Data for review:
════════════════
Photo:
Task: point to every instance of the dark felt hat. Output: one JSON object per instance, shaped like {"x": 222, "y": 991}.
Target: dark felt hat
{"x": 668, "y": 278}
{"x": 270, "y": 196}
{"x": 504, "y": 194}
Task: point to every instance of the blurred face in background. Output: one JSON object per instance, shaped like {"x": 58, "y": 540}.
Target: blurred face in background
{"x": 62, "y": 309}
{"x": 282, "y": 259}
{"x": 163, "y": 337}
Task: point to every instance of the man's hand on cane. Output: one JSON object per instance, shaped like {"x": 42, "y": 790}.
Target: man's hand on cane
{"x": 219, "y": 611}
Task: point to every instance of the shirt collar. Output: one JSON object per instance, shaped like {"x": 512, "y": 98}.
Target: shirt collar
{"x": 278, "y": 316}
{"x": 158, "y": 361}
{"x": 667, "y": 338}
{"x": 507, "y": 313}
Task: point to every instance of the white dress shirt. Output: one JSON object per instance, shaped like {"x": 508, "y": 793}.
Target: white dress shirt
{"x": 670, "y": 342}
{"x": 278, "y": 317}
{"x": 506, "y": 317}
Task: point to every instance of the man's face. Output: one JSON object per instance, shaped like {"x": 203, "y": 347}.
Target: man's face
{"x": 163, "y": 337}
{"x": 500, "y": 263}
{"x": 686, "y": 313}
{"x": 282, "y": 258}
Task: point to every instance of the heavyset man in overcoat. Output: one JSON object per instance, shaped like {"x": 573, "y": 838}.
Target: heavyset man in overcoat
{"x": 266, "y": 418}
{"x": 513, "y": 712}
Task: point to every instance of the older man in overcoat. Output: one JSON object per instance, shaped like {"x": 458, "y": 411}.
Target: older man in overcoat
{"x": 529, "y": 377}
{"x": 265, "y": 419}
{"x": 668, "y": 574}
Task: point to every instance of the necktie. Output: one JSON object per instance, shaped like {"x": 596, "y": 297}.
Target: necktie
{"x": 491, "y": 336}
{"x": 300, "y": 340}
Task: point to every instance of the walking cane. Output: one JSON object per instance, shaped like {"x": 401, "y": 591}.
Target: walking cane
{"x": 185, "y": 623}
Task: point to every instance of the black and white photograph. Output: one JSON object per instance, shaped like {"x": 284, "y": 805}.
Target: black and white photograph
════════════════
Description of the task: In the entries above, count the lines that contain the string "photograph" and reply with the number only.

Output of the exercise: 2